• **DATASET EXTRACT**
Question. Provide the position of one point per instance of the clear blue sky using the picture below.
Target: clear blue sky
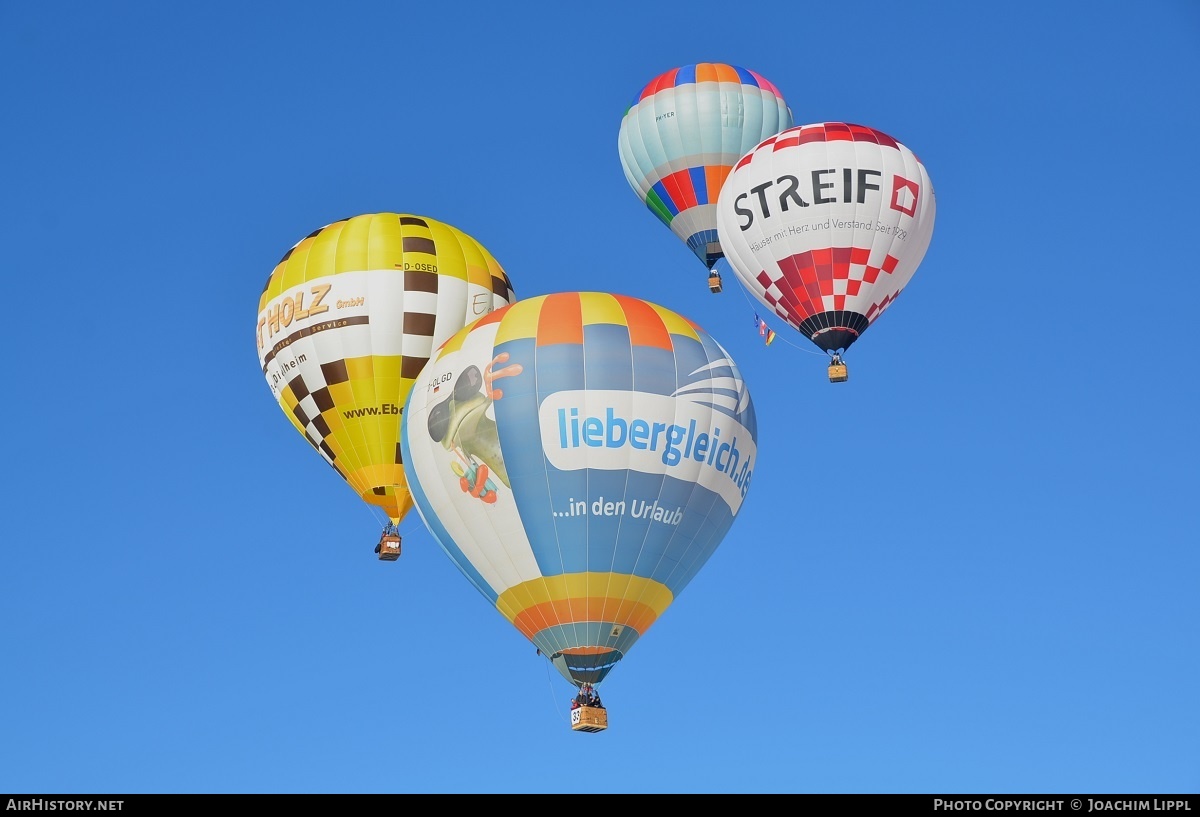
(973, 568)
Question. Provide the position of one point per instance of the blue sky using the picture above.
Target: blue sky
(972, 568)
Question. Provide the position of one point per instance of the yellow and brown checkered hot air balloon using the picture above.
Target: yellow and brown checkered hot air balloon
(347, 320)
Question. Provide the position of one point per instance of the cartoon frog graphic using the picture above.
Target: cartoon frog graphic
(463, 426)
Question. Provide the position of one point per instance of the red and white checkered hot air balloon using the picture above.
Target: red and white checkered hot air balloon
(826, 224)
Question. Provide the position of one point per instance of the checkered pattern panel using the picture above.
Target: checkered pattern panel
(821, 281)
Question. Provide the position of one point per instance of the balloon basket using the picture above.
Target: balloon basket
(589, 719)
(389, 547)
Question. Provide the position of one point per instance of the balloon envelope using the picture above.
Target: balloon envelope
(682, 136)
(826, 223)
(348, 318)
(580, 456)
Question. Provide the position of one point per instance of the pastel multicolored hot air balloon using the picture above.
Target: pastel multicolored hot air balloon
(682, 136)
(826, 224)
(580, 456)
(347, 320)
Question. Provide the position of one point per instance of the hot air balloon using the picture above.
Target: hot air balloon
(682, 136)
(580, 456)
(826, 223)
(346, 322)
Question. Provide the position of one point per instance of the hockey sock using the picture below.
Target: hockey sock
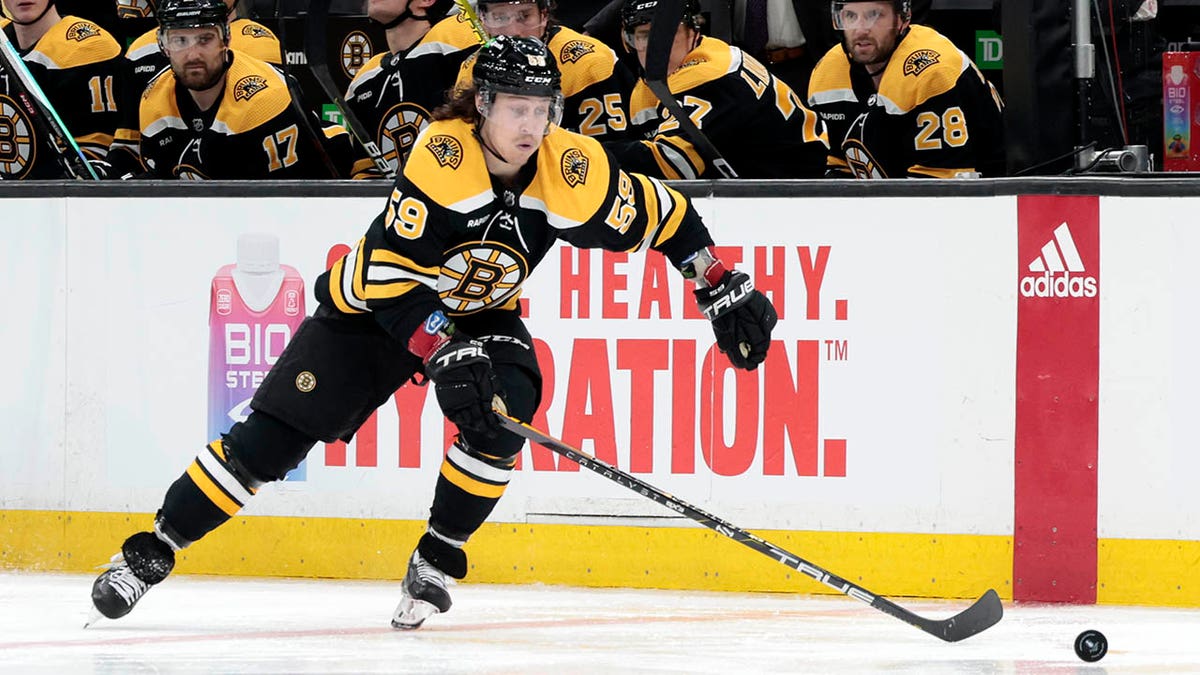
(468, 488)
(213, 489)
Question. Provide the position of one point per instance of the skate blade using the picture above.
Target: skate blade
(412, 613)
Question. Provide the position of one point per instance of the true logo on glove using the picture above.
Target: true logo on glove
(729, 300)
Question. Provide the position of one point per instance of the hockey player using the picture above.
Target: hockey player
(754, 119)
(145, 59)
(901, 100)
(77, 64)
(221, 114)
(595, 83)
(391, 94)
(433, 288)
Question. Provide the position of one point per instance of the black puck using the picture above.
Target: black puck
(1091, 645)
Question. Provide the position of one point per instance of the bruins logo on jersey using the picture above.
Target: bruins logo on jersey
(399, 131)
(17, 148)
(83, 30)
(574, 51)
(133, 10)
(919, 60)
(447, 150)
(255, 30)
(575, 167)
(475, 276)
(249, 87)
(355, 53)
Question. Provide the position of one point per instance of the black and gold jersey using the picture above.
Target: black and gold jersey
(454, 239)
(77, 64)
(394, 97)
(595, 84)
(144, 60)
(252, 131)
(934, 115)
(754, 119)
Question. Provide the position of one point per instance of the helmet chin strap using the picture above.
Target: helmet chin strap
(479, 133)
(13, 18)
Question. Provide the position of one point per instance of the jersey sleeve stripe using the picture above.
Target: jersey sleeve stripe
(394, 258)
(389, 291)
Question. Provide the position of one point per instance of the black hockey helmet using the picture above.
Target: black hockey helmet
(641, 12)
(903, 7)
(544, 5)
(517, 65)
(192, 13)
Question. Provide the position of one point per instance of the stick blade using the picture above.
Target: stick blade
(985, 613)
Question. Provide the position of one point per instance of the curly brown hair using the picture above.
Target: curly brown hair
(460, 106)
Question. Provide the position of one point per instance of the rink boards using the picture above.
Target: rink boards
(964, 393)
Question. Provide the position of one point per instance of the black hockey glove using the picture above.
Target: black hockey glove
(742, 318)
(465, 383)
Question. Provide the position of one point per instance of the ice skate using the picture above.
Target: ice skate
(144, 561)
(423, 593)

• **INSTRUCTIONS TO FOLLOW**
The data above is to be printed exactly, all of it, except for the pictures.

• **OUTPUT OF THE TASK**
Question. Provide the position of one point per instance of the clear blue sky using the picture below.
Target: clear blue sky
(973, 568)
Question. Provide the position of one point per instance of the blue sky using the picture above.
Target: blue sky
(972, 568)
Question. Provide the position of one point per instance of the yellow and brown checkered hot air balloon using the picture above.
Target: yellow and brown checkered hot air balloon
(347, 320)
Question. Provide the position of one point per instance of the cartoon frog graphic using the picture above.
Target: cartoon frog graphic
(463, 426)
Question. Provide the position of one point per instance of the red and white checkered hot air balloon using the picture above.
Target: red and white checkered hot air balloon
(826, 224)
Question. Provide the position of one point per instance of the checkered pattern panel using the picture above.
Target: checkered pattern panel
(821, 281)
Question. Provide the position of one point per instance of the balloon basket using the picture above.
Target: balloon basket
(589, 719)
(389, 547)
Question. Provide the position of one point per instance of the balloon envelope using the picture above.
Target: balloon envelope
(682, 136)
(826, 223)
(348, 318)
(580, 456)
Question. Provide the position of one point per instance of the pastel multicolored hot air balloon using the picture above.
Target: pastel multicolored hot air balloon
(682, 136)
(826, 224)
(580, 456)
(347, 320)
Question. Provide the position of one point per instance of the hot air balloon using the picture above.
Target: hot air balloon
(682, 136)
(580, 456)
(826, 223)
(346, 322)
Question. Provide the position of one point per instance of the hockey sock using the picture below.
Target: hockey sock
(468, 488)
(213, 489)
Question. Provide the position of one point per instance of the skate blade using the picture above.
Target: skate blade
(412, 613)
Question. Provide the position of one point per instance of the true logo on glove using the picture above.
Target: true logo on glove
(729, 300)
Question. Provide the position of one point per instance of the hockey player using the picture above.
Target: hockey player
(754, 119)
(145, 59)
(901, 100)
(77, 64)
(221, 114)
(595, 83)
(391, 94)
(433, 288)
Question. Provide the position of one point per instance of the black puck using the picture above.
Target: black puck
(1091, 645)
Question. Provide the position of one point per instance of the bruins logo on jersey using the picture above.
Target: bruins logo on jersey
(399, 131)
(17, 148)
(83, 30)
(574, 51)
(133, 10)
(919, 60)
(447, 150)
(255, 30)
(575, 167)
(475, 276)
(249, 87)
(355, 53)
Question. Provide the position of one point per instance of the black and gold jersey using the picture above.
Target: black and gold jersey
(454, 239)
(77, 64)
(394, 97)
(595, 84)
(144, 60)
(252, 131)
(934, 115)
(754, 119)
Question. Provide the position of one point per instance of the helmet chin strap using the picture above.
Target: helmet chin strap
(479, 133)
(13, 18)
Question. Provide the position of one point per instance of the jersey sleeve stripe using the picture above.
Target: jersey sleeve stripe
(394, 258)
(389, 291)
Question. Provide the position of one point per instance of the black hockey helmet using the picture above.
Target: black hockey helmet
(641, 12)
(903, 7)
(544, 5)
(517, 65)
(192, 13)
Question. Provide the position of one point per instance of the stick blade using the picture above.
Target: stick blade
(985, 613)
Question. Provide the position of one point per instance of the curly brown hair using the picture above.
Target: curly brown hair
(460, 106)
Question. Provide the position of one point per instance of the rink boards using the picture above.
Target: rink boards
(964, 393)
Question. Provide the position of one point per instance of the black hockey glove using the picture above.
Target: black hockey glove
(742, 318)
(465, 383)
Question. Provide the position of one point per instance of the ice skate using the picture above.
Target: ice skate
(144, 561)
(423, 593)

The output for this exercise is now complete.